#### YOUR INSTRUCTIONS
Reproduce the listing below verbatim, starting at its first line and ending at the line that contains "point(211, 158)", with both of those lines included. Copy nothing beyond that line.

#### DATA SECTION

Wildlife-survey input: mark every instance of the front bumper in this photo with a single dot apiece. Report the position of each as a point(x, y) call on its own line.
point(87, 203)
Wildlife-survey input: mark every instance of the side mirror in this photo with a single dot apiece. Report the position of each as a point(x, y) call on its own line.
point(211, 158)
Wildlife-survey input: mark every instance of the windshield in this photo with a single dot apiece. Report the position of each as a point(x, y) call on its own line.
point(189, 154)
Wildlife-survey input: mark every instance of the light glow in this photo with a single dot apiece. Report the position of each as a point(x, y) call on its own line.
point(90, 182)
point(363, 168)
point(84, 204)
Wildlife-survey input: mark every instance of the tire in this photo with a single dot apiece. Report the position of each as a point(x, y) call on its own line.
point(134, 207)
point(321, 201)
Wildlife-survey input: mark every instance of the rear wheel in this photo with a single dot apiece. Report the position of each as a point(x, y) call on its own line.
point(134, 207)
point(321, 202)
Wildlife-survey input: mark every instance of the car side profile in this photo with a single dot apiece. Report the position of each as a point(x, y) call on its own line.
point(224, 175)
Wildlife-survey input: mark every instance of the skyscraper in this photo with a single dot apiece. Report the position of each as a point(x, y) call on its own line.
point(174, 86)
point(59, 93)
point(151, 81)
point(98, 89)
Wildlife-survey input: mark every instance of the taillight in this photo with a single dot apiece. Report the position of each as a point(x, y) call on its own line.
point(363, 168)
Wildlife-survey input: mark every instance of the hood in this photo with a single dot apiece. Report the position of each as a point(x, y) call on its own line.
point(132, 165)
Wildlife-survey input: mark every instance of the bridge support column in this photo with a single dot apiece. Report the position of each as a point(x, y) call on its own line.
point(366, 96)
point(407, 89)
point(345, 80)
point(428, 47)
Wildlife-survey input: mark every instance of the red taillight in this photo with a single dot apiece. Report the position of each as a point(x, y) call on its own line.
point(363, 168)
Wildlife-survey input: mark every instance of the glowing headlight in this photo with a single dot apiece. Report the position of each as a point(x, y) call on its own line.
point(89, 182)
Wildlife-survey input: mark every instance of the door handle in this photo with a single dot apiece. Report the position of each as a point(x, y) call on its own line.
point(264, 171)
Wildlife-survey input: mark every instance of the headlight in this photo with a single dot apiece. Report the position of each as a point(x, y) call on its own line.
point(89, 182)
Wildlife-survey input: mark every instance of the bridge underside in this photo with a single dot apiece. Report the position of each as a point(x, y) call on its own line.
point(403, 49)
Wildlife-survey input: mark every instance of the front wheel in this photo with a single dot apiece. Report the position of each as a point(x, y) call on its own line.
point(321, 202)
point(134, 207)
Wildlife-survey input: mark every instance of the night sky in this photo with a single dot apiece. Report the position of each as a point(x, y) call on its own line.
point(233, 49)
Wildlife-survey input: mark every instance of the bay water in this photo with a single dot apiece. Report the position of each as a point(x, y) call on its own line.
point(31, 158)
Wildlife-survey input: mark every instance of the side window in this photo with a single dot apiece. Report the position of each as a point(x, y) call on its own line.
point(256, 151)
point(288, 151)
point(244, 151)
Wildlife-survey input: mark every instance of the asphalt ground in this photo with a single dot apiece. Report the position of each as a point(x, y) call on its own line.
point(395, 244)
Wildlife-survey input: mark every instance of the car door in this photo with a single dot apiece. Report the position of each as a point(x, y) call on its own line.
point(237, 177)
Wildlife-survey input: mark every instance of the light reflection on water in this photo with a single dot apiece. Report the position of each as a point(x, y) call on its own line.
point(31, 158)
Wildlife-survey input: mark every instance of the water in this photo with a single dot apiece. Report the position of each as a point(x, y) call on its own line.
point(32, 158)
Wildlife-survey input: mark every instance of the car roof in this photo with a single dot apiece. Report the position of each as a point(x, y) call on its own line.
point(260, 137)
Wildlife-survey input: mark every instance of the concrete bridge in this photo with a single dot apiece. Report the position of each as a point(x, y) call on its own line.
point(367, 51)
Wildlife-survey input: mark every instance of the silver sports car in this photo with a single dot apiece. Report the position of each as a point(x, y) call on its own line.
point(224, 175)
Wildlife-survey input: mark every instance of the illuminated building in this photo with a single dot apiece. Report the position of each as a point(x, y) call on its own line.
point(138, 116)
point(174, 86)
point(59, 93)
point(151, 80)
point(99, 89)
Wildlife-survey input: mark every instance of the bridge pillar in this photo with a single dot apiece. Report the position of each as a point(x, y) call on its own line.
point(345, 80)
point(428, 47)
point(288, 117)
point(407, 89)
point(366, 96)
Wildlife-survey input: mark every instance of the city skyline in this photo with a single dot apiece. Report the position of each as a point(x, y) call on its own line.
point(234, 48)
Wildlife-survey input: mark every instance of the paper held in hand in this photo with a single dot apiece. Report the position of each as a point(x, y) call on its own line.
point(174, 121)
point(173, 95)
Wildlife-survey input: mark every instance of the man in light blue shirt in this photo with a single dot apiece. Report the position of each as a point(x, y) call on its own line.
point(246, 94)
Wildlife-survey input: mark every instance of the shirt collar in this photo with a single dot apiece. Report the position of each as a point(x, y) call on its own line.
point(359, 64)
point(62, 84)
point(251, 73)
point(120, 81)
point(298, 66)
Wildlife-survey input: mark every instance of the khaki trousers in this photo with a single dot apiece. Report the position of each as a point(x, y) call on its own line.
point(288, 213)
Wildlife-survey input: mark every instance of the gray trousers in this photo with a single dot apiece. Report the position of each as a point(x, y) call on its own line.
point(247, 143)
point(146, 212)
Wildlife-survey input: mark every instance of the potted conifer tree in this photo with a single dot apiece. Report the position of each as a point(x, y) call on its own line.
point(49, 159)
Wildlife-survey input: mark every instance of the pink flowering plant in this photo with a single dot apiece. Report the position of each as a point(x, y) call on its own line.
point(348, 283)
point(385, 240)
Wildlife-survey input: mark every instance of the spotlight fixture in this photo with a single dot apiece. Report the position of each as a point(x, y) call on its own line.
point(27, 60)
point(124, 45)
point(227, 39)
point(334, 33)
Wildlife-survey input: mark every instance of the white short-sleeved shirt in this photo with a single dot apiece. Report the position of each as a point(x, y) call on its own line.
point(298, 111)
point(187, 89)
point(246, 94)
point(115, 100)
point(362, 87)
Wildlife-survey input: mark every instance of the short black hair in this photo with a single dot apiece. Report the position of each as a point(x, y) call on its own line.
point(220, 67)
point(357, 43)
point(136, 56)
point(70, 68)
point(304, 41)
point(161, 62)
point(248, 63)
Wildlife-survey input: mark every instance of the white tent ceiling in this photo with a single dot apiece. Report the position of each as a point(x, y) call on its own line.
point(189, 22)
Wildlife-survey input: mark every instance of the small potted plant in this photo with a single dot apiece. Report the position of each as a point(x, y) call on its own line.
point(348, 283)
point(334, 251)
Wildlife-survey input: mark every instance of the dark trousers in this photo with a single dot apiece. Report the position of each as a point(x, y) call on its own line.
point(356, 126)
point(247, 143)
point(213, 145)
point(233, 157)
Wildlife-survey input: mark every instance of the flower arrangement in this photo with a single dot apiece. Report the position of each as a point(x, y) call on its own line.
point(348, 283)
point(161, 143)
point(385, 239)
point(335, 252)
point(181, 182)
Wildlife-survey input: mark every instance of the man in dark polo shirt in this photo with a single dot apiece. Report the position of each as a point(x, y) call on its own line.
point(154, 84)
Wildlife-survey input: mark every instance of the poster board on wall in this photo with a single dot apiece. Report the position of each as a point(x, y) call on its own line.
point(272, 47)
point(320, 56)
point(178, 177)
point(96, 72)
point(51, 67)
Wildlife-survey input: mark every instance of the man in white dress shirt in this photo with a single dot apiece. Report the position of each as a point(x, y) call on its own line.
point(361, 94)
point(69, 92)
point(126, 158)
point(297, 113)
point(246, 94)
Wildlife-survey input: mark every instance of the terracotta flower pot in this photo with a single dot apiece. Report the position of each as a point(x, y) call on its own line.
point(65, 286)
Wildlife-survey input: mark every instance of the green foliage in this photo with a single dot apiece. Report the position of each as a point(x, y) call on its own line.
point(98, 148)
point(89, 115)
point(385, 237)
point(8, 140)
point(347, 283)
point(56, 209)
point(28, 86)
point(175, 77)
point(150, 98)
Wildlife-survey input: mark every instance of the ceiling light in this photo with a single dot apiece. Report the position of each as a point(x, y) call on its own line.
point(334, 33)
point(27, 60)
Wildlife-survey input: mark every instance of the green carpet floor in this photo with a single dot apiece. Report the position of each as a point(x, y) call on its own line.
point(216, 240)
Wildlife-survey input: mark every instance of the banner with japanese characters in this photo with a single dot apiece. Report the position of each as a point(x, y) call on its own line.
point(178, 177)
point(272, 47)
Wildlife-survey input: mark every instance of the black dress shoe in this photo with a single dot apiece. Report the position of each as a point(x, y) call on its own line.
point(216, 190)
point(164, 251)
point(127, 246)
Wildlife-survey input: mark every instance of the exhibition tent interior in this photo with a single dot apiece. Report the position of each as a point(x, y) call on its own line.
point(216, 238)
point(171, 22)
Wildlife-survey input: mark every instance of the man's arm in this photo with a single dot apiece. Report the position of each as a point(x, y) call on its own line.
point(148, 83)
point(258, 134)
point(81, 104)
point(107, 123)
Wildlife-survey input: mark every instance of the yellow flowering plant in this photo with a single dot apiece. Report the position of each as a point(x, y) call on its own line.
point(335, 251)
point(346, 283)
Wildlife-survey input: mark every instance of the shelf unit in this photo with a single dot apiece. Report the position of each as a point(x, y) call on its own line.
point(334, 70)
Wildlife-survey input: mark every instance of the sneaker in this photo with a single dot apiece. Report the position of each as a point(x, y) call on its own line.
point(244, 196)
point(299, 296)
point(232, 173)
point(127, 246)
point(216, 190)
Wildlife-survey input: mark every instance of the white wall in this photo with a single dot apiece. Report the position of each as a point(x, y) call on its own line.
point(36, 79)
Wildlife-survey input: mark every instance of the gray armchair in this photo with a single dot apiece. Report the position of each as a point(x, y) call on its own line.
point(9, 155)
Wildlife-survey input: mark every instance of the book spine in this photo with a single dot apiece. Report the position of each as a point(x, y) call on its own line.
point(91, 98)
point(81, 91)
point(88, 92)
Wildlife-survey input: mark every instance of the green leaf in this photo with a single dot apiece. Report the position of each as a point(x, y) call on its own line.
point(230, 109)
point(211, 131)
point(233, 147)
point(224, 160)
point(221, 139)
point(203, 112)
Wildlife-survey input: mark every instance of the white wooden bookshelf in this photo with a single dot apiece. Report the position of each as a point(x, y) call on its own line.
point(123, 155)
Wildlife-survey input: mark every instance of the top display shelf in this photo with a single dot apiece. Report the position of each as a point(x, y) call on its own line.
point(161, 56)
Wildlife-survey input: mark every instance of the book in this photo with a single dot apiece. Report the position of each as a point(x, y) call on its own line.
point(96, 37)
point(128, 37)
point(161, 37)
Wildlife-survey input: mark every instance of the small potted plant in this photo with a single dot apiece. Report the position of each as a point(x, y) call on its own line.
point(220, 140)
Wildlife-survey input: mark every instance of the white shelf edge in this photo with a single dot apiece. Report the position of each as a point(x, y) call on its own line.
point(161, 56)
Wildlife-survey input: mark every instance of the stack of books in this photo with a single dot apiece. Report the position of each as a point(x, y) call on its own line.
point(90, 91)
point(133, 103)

#### EXPECTED ANSWER
Wildlife-survey input: mark every instance of the front bumper in this photo with a single dot apiece. Report the position of each as a point(x, y) call on its own line.
point(87, 203)
Wildlife-survey input: mark every instance of the side mirror in this photo with a single dot apiece. Report the position of each as a point(x, y) call on its own line.
point(211, 158)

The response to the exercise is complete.